** START DATASET ENTRIES **
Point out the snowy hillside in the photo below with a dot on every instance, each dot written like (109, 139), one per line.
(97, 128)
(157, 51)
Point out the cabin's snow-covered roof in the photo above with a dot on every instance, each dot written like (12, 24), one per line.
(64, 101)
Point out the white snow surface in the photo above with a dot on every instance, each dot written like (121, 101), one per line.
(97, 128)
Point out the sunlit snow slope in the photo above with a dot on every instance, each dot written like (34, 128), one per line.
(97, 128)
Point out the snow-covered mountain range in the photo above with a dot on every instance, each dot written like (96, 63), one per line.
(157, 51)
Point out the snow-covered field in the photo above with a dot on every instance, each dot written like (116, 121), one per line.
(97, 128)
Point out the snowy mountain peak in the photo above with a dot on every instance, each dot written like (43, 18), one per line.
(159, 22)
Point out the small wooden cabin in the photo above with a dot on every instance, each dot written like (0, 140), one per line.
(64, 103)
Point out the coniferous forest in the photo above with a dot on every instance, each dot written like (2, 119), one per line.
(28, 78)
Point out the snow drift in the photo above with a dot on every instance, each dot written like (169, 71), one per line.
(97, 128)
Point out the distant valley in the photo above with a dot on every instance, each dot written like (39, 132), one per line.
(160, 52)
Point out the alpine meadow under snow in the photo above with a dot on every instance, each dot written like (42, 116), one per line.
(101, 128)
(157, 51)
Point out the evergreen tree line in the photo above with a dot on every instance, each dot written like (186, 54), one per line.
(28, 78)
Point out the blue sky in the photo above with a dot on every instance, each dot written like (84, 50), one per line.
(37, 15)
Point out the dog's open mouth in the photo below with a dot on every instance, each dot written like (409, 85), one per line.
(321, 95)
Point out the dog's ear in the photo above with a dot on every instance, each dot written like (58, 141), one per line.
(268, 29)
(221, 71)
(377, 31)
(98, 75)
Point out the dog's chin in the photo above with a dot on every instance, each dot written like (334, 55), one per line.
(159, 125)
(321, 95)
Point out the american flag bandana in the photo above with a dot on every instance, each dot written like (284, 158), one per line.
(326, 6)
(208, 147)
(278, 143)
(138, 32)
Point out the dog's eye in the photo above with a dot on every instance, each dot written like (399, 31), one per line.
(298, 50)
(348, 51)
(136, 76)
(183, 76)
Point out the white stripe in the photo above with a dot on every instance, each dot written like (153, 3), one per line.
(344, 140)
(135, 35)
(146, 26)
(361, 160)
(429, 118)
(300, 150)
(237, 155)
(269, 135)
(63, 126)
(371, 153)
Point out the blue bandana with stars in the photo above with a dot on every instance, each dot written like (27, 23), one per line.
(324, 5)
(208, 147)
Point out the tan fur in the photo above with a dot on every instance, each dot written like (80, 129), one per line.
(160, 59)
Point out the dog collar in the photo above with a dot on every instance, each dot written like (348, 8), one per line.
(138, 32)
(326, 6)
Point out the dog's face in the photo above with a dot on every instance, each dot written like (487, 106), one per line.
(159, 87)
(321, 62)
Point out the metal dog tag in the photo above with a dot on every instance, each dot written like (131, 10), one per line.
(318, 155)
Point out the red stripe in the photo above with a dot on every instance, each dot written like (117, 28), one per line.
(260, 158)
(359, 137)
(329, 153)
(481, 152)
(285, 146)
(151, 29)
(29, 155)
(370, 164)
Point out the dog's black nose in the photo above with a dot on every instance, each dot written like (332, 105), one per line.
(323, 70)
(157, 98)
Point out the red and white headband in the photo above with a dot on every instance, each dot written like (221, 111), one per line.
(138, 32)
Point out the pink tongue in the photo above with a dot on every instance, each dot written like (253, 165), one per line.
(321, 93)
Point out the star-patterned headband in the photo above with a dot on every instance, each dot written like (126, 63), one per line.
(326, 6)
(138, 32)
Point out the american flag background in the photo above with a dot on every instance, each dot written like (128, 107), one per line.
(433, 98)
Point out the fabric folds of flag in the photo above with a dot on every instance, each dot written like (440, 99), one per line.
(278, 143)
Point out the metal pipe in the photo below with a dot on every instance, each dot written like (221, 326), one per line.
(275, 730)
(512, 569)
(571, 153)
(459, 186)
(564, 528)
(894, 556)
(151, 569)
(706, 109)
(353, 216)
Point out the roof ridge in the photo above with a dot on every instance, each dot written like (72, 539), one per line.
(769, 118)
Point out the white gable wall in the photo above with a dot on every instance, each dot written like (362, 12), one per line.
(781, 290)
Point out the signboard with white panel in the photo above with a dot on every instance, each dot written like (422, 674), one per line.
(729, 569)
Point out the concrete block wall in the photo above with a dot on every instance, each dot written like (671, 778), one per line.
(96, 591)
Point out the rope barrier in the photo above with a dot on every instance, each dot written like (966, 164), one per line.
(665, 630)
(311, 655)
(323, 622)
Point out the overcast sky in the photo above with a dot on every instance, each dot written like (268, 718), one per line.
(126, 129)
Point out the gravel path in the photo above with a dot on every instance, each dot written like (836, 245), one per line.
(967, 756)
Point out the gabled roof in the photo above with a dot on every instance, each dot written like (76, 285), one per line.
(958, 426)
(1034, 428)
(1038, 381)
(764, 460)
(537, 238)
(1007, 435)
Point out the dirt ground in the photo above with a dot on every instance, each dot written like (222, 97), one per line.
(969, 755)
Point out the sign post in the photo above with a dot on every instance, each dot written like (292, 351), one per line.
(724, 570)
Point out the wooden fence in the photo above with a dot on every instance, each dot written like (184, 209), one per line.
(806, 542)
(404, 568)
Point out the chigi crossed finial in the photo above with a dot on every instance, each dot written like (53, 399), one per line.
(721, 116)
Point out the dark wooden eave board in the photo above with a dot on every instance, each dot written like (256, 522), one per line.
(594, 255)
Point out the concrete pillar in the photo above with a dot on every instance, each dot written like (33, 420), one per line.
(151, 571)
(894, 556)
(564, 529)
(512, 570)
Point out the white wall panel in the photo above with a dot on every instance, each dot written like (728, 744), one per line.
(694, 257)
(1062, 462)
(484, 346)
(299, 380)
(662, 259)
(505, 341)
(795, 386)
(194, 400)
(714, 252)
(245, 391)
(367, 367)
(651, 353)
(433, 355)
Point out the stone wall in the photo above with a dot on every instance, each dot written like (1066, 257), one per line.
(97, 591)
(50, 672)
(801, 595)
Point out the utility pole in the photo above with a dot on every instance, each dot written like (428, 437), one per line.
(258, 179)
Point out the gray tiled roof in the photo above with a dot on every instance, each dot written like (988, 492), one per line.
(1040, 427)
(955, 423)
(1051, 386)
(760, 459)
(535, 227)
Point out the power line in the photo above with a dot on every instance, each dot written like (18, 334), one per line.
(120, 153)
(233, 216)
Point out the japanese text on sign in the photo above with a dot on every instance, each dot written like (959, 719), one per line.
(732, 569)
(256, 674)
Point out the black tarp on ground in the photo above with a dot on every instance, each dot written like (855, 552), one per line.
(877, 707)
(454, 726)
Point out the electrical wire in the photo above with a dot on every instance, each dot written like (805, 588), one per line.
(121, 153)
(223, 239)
** END DATASET ENTRIES **
- [SHORT TASK]:
Write out every line again, starting with the one containing "Point out the japanese" and running through the end of the records. Increase each coordinate in the answers by 84, and copy all other lines unchanged.

- [OUTPUT OF THE TASK]:
Point out the japanese text on sign in the photo above with a dot on every instance, each dot written like (959, 719), one per line.
(816, 653)
(340, 758)
Point out the black tarp on ground in the photo above with a dot on every instance, each dot written like (855, 552), one per line.
(961, 791)
(538, 810)
Point out the electrical wire in the photo above with a dot on every instance, each dot written like (805, 588), one per line.
(205, 237)
(307, 323)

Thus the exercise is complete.